# Your Local Barber



## Kevin (Jul 28, 2015)

In post #1817 of the How's Your Day Been I mentioned the collapse of my local father & son (John and Zach) barbershop's place of business The Razor's Edge. I described what a fantastic job he'd done decorating the inside. He is a classic car junkie as much or more as we're wood junkies. He went through this pile of brick and debris brick by brick to salvage as much of his collection as he could . . .





He didn't take very long to reopen on the east side of the square (this was on the north side). I recently took pictures on my last visit (and I'm way overdue for a cut!) of their new man cave.































 









It's a fun place to get a haircut, and John is your typical old school barber; well-versed in just about any topic you care to cover and the haircut sometimes is simply too short in duration to finish solving the world's problems, but we always give it a try.

Do you have a local barber you frequent?

Reactions: Like 1 | Way Cool 10


----------



## Schroedc (Jul 28, 2015)

Way cool he's been able to reopen! Looks like he salvaged quite a bit? Up here in MN we have very few old fashioned barbershops left, In MN to be a barber you actually have to go through the whole cosmetology schooling so very few barbers are coming up any more.


----------



## Kevin (Jul 28, 2015)

Schroedc said:


> In MN to be a barber you actually have to go through the whole cosmetology schooling



I think they do here also but not certain.


----------



## Nature Man (Jul 28, 2015)

I would certainly frequent his shop if I lived closer! A true man-cave barber! Not aware of any barber shop like that anywhere I've ever been. Chuck


----------



## Mike1950 (Jul 28, 2015)
__________________________________________________
[Tasks to complete]:
- A) Print the section of the barbershop thread that opens with the words containing "I would certainly" and closes with "Mike1950 (Jul 28, 2015)".
- B) Carry on the barbershop thread from the point where it ends.

Excerpts of bounding box data
__________________________________________________
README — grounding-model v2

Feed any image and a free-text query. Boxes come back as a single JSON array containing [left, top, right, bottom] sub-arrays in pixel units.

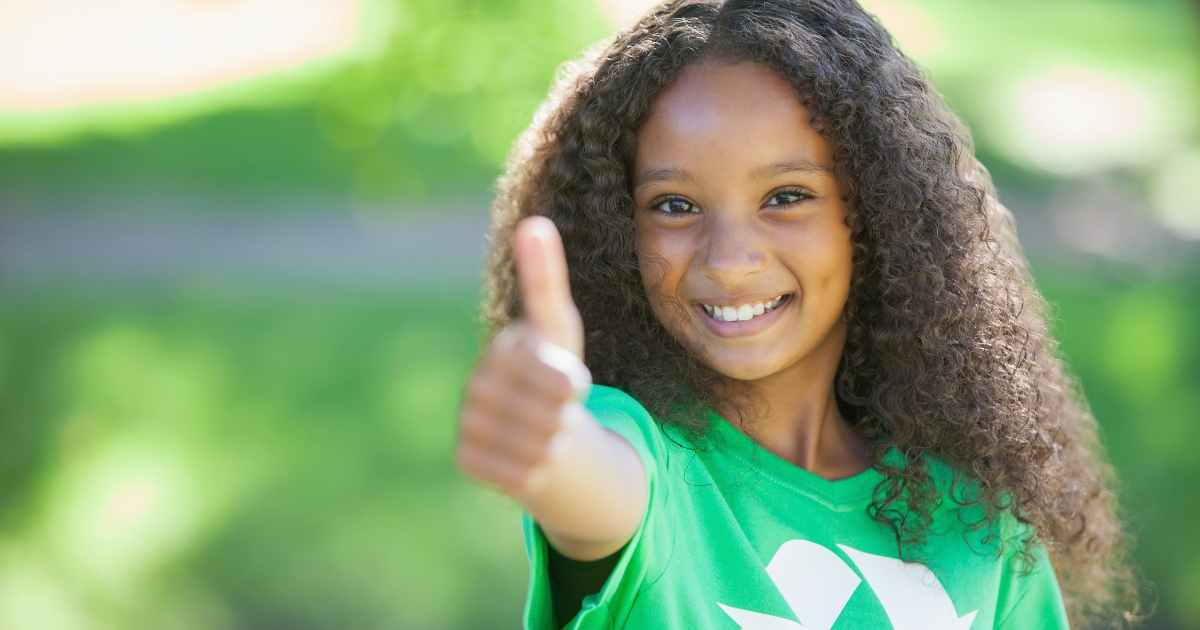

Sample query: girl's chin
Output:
[[706, 353, 782, 382]]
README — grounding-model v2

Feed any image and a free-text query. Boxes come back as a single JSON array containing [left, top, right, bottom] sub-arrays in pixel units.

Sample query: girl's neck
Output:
[[722, 316, 868, 480]]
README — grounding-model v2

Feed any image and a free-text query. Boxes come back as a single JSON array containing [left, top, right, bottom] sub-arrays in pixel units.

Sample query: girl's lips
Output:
[[691, 293, 796, 338]]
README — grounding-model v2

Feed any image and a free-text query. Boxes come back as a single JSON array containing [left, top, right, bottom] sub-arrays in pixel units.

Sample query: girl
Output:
[[457, 0, 1133, 630]]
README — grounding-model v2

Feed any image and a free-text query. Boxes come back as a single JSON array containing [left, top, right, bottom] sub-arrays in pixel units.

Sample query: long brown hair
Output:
[[485, 0, 1135, 628]]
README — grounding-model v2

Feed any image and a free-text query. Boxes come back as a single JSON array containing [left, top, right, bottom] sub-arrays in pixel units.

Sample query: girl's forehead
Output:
[[635, 62, 833, 170]]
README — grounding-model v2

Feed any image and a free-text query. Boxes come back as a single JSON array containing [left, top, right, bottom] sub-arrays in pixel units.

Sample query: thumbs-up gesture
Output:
[[457, 217, 648, 560], [457, 216, 590, 500]]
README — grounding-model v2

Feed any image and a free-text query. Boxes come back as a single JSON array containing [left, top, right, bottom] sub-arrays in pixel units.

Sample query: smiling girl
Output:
[[457, 0, 1133, 630]]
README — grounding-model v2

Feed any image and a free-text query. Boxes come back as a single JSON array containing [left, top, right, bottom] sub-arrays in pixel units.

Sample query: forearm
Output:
[[517, 404, 648, 560]]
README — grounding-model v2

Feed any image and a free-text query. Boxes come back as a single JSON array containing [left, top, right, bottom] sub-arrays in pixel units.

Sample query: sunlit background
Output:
[[0, 0, 1200, 630]]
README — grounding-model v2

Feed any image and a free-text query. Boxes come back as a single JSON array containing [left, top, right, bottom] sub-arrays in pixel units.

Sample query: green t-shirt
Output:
[[526, 386, 1067, 630]]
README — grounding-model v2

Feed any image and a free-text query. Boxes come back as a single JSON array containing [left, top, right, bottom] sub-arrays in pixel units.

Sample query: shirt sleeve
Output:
[[524, 385, 672, 630], [996, 537, 1069, 630]]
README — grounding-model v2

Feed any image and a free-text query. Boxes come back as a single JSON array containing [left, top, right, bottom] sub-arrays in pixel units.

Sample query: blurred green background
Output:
[[0, 0, 1200, 630]]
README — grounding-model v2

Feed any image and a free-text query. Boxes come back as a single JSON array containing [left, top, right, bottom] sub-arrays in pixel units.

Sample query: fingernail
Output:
[[534, 341, 592, 401]]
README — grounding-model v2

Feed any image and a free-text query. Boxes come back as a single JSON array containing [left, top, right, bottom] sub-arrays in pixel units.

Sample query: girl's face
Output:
[[634, 64, 853, 380]]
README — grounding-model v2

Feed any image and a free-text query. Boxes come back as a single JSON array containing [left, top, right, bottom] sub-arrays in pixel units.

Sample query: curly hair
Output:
[[485, 0, 1136, 628]]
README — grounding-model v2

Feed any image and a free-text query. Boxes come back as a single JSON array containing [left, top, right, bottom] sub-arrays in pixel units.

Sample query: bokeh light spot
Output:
[[1153, 151, 1200, 240], [0, 0, 361, 112]]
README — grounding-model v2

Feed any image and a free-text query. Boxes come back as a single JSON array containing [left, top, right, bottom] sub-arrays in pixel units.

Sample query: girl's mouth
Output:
[[692, 293, 796, 338], [700, 293, 792, 322]]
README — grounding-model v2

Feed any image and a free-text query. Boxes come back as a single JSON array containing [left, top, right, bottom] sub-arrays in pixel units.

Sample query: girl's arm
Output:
[[457, 217, 648, 560]]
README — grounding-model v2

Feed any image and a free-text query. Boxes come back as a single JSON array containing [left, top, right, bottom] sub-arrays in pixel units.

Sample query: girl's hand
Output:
[[458, 216, 590, 500], [457, 217, 648, 560]]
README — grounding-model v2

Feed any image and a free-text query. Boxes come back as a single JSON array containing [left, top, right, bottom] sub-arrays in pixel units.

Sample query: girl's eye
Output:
[[767, 191, 809, 205], [654, 198, 700, 215]]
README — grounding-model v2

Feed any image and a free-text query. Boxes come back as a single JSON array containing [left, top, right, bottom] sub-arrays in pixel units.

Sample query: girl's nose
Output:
[[696, 211, 767, 284]]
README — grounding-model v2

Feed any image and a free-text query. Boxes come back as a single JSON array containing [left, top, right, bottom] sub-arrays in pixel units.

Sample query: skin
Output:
[[457, 64, 868, 560], [634, 64, 866, 479]]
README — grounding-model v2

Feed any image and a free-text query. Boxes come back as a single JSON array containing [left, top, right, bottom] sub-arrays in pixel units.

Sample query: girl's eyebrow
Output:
[[634, 157, 832, 191], [750, 157, 832, 179], [634, 167, 696, 191]]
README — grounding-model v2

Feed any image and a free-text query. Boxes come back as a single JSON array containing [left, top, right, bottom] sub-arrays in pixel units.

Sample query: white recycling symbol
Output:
[[718, 540, 979, 630]]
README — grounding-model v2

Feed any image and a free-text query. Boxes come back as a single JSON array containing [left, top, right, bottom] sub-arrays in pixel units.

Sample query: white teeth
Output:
[[701, 295, 784, 322]]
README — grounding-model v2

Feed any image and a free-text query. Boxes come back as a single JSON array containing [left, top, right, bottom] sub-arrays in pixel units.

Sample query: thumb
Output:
[[515, 216, 583, 358]]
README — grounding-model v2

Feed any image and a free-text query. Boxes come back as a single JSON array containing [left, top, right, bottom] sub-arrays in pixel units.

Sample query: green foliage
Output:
[[0, 294, 524, 629]]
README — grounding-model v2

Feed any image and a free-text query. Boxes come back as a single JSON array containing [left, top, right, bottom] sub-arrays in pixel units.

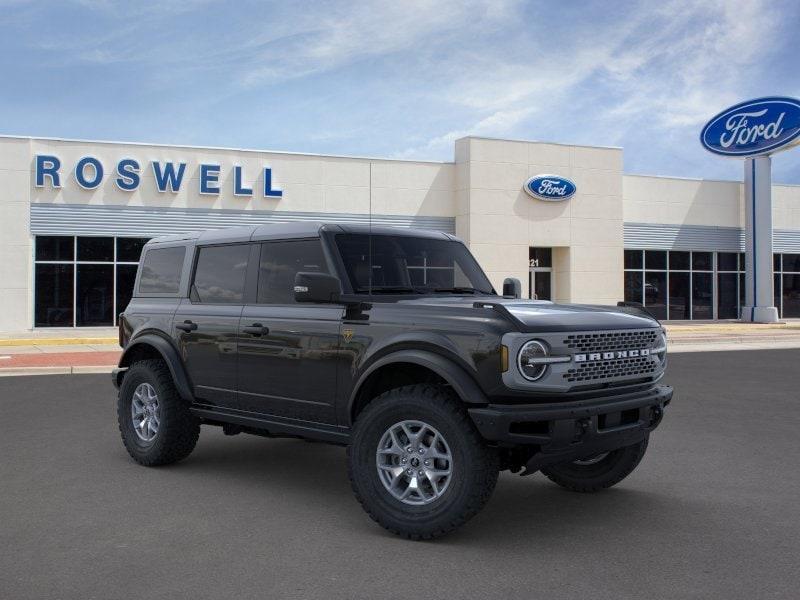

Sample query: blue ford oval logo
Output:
[[700, 97, 800, 156], [525, 175, 578, 202]]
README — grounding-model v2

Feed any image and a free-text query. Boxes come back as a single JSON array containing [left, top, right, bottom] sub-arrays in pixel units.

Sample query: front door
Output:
[[173, 244, 250, 408], [238, 239, 344, 424]]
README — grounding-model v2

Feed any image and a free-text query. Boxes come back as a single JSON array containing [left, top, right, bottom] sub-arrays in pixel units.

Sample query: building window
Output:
[[774, 254, 800, 318], [34, 235, 147, 327], [717, 252, 744, 319], [624, 250, 744, 321]]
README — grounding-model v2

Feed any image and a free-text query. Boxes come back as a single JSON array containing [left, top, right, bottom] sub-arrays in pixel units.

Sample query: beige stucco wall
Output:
[[0, 139, 33, 332], [456, 137, 623, 304], [622, 175, 800, 230], [0, 137, 800, 331], [28, 140, 455, 216]]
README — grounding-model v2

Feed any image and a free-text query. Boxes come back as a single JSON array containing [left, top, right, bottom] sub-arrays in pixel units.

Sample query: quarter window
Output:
[[258, 239, 328, 304], [192, 244, 250, 304], [139, 246, 186, 295]]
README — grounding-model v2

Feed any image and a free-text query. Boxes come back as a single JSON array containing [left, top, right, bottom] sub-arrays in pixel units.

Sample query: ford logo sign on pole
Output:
[[700, 96, 800, 323], [700, 97, 800, 157], [525, 175, 577, 202]]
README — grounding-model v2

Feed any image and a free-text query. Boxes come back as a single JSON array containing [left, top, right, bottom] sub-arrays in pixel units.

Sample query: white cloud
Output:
[[401, 0, 792, 157]]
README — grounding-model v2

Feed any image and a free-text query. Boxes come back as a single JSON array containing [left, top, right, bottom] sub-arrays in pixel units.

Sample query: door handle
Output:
[[175, 319, 197, 332], [242, 323, 269, 336]]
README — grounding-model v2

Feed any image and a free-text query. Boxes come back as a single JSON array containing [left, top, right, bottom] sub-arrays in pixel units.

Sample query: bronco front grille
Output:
[[563, 329, 661, 383], [564, 329, 658, 353], [564, 356, 658, 382]]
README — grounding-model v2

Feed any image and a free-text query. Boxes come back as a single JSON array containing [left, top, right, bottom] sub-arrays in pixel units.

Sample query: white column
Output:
[[742, 156, 778, 323]]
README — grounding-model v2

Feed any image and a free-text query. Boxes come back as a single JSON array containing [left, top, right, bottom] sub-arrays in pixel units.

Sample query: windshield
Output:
[[336, 233, 494, 294]]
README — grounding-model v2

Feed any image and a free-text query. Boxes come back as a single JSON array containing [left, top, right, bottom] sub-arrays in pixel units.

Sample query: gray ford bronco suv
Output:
[[113, 223, 672, 539]]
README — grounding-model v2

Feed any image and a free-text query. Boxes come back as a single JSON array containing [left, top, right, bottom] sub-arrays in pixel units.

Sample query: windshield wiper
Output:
__________________________________________________
[Answers to the exercises]:
- A)
I would certainly frequent his shop if I lived closer! A true man-cave barber! Not aware of any barber shop like that anywhere I've ever been. Chuck


----------



## Mike1950 (Jul 28, 2015)

- B)
Same barber since 88 2 sons go there and 3 grandsons.


----------



## Sprung (Jul 28, 2015)

Got a "local" barber I go to - about 25 miles north of where we live. Paul owns it and Nicole also cuts hair alongside him. Great place, both are well versed in conversation on just about anything, and you'll get a top notch hair cut from either of them and the works for $14 (plus the tip I always leave). Nicole wouldn't fit in well at all if she worked at a salon, but she does fit in quite well at the barber shop. Glad I found them when we moved - the both of them cut my hair the way it should be.


----------



## ironman123 (Jul 28, 2015)

Hair??? You people still have have hair.

Reactions: Funny 4


----------



## SENC (Jul 28, 2015)

Sprung said:


> Got a "local" barber I go to - about 25 miles north of where we live. Paul owns it and Nicole also cuts hair alongside him. Great place, both are well versed in conversation on just about anything, and you'll get a top notch hair cut from either of them and the works for $14 (plus the tip I always leave). Nicole wouldn't fit in well at all if she worked at a salon, but she does fit in quite well at the barber shop. Glad I found them when we moved - the both of them cut my hair the way it should be.


$14? Damn, I'm gonna have to stop ribbing my guy for going up to $11 a couple years ago!

Reactions: Like 1 | Agree 1


----------



## Tony (Jul 28, 2015)

ironman123 said:


> Hair??? You people still have have hair.



Same!


----------



## Kevin (Jul 28, 2015)

SENC said:


> $14? Damn, I'm gonna have to stop ribbing my guy for going up to $11 a couple years ago!



That's what John charges. Sometimes I pretend I forgot my wallet or I pretend I didn't know he only takes cash and quickly hand him a card. It doesn't work now but for the first few years I'd hand him a card about every 3rd or 4th time and he'd say _"How many years have I been cutting your hair? You know I don't take cards."_ One time I actually left saying I had to go to the ATM and I'd be back. I came back after lunch and handed him $15 and said I'd try to remember in the future that he only takes cash. He doesn't fall for it anymore though so I have to come up with something new to screw with him.

I'm thinking of seeing if I can buy a fake leech to put on my neck with a dab of fake blood for a shocker as he's tying the apron around my neck. I'm afraid he might tie it too tight though after he got over the shock.

Reactions: Funny 4


----------



## DKMD (Jul 28, 2015)

I'm usually in a screaming hurry to get in and out, so I hit the Pro-cuts around the corner... Different person every time. My head is pretty much cowlick from one ear to the other, so it doesn't really matter.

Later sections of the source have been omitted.